■ Given entries
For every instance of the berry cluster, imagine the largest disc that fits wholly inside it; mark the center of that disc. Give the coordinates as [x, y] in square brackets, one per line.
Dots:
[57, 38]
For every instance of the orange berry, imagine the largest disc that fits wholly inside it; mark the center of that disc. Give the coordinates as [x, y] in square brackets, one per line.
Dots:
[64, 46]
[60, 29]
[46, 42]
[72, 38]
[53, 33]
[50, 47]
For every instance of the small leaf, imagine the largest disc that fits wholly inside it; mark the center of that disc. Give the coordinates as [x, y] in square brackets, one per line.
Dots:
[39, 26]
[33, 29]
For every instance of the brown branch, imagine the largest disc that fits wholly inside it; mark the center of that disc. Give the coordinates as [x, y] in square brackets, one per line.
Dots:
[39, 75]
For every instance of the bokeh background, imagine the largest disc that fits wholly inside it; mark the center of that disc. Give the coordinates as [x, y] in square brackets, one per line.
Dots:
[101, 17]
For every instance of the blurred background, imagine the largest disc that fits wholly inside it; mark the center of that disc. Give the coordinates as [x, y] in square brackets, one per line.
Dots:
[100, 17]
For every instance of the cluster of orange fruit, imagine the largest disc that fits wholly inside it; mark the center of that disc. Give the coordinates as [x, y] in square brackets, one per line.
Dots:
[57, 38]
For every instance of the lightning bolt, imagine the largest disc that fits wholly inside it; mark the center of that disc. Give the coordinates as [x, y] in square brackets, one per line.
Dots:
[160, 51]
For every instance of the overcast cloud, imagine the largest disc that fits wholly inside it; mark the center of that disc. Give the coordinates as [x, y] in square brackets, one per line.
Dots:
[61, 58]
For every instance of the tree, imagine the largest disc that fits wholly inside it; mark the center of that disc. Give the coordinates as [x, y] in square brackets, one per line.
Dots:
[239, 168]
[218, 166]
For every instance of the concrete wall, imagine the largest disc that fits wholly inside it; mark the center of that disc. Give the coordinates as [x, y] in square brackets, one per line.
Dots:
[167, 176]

■ To do
Output every record above a second time, exactly.

■ Solution for this task
For every instance of the berry cluster, imagine the largest disc that fits wholly inside it; mark the center of that disc. Give the coordinates as [x, y] in square brackets, one per line.
Dots:
[57, 38]
For every instance of the orange berry, imagine the largest disc that fits wholly inside it; mark the center of that disc. Give the coordinates as [x, y] in square brackets, one per line.
Dots:
[64, 46]
[60, 29]
[46, 42]
[72, 38]
[53, 33]
[50, 47]
For every instance of the small leaf, imagine the largest disc that fits wholly inside it; mark the center of that disc. Give the coordinates as [x, y] in square brackets, one per line.
Dots:
[39, 26]
[33, 29]
For every instance of the brown branch, imagine the largest disc that fits wholly inside it; mark the center of that disc. Give the coordinates as [x, y] in square brackets, one per line.
Dots:
[39, 75]
For every instance of the bokeh background, imagine the largest disc that fits wholly inside it; mark the center of that disc. Give the coordinates as [x, y] in square brackets, one per line.
Dots:
[101, 17]
For every instance of the blurred background, imagine the largest disc that fits wholly inside it; mark the center of that disc. Give the coordinates as [x, y] in square brackets, one per line.
Dots:
[100, 17]
For every instance of the cluster of orange fruit, imagine the largest disc that fits wholly inside it; mark the center of that disc. Give the coordinates as [x, y] in square brackets, one per line.
Dots:
[57, 38]
For every instance of the lightning bolt, imagine the largest disc that fits wholly inside it; mark the center of that disc. Give the coordinates as [x, y] in square brackets, one per line.
Dots:
[160, 51]
For every instance of the overcast cloud, imagine the largest disc that fits wholly inside it; mark the center of that disc. Give the coordinates as [x, y] in square brackets, one per line.
Dots:
[61, 58]
For every instance of the tree, imagine the largest disc that fits wholly inside it; mark the center of that disc. Give the coordinates as [x, y] in square brackets, one per line.
Dots:
[239, 168]
[218, 166]
For every instance of the concrete wall, imagine the largest disc that fits wholly inside it; mark the center of that disc. Give the coordinates as [x, y] in square brackets, one per line.
Dots:
[167, 176]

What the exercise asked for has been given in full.